Dataset entries:
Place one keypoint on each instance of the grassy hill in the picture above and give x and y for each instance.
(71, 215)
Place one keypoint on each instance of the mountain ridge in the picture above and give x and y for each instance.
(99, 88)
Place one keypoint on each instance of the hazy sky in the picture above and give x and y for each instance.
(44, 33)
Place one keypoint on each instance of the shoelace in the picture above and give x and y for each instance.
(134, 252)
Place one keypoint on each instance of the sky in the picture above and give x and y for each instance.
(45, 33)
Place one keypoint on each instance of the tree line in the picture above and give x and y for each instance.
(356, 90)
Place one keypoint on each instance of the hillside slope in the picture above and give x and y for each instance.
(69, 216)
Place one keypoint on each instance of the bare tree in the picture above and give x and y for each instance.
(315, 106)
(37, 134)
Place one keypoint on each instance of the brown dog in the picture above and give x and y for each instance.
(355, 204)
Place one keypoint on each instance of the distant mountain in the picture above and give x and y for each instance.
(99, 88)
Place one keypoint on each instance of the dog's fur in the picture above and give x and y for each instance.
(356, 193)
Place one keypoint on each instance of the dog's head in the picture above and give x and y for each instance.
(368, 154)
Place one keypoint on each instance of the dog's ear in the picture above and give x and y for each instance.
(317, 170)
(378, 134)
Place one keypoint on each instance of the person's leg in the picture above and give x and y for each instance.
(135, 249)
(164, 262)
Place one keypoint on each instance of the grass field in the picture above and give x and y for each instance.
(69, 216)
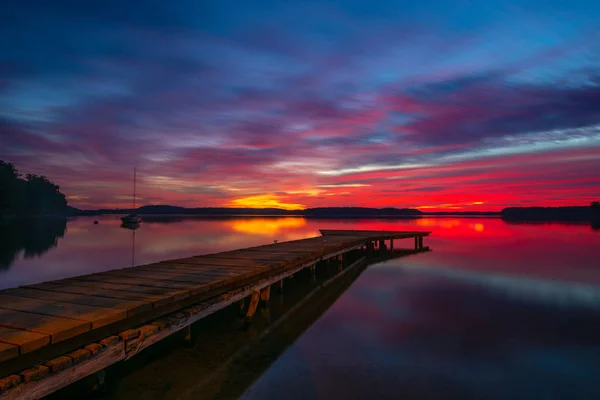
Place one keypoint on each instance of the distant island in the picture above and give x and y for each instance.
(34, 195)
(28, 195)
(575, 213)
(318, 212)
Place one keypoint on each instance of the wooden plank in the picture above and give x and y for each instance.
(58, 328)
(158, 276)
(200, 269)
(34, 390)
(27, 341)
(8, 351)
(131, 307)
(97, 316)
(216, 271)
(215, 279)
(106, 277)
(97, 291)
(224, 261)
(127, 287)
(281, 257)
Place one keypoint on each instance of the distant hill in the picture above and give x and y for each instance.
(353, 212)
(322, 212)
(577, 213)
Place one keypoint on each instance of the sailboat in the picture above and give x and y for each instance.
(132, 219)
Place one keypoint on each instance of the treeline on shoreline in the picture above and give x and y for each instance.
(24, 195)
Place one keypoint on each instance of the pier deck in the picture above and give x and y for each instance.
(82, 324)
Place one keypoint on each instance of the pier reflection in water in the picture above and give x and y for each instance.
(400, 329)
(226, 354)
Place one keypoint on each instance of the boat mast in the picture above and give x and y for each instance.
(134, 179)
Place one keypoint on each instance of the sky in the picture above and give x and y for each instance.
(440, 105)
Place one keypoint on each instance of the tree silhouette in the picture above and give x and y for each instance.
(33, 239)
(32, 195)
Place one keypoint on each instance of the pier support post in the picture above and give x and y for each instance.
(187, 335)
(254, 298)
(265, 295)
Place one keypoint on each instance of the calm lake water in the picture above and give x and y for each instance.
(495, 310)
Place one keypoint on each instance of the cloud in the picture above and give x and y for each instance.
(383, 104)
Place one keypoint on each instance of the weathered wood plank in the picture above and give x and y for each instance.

==

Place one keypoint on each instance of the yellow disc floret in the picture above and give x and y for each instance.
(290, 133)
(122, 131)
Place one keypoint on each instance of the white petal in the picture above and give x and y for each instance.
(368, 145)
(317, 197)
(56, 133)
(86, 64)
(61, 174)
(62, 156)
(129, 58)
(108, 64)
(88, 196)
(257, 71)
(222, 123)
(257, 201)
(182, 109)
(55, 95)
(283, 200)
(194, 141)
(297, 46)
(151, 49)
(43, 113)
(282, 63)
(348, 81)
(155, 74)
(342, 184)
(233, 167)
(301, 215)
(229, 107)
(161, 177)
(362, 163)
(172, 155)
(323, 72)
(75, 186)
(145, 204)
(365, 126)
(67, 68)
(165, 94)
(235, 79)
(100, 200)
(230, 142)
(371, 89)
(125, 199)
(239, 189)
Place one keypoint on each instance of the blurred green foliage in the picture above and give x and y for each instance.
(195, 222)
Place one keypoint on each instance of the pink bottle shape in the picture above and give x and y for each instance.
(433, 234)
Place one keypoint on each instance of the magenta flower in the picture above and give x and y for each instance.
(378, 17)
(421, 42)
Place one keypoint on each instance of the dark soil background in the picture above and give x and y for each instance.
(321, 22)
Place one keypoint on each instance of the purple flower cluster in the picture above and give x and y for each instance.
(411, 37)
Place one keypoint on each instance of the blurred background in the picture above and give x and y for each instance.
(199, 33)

• WORK TASK:
From the records above, quote only the lines running from the line with "Place one keypoint on each instance of the pier support" to the line with "Place one keypoint on each instance of the weathered", both lines included.

• YOUR RESPONSE:
Place one keypoint on each instance of the pier support post in the picture above and give x and y for each instance.
(187, 335)
(254, 298)
(265, 295)
Place one keypoint on each instance of the calm lake water in the picture above and give x and y for each instance.
(495, 310)
Place one keypoint on each instance of the cloud in the picture above and give x and y for each instance.
(383, 104)
Place one keypoint on each instance of the weathered wood plank in the picture above and give x and y for each instance.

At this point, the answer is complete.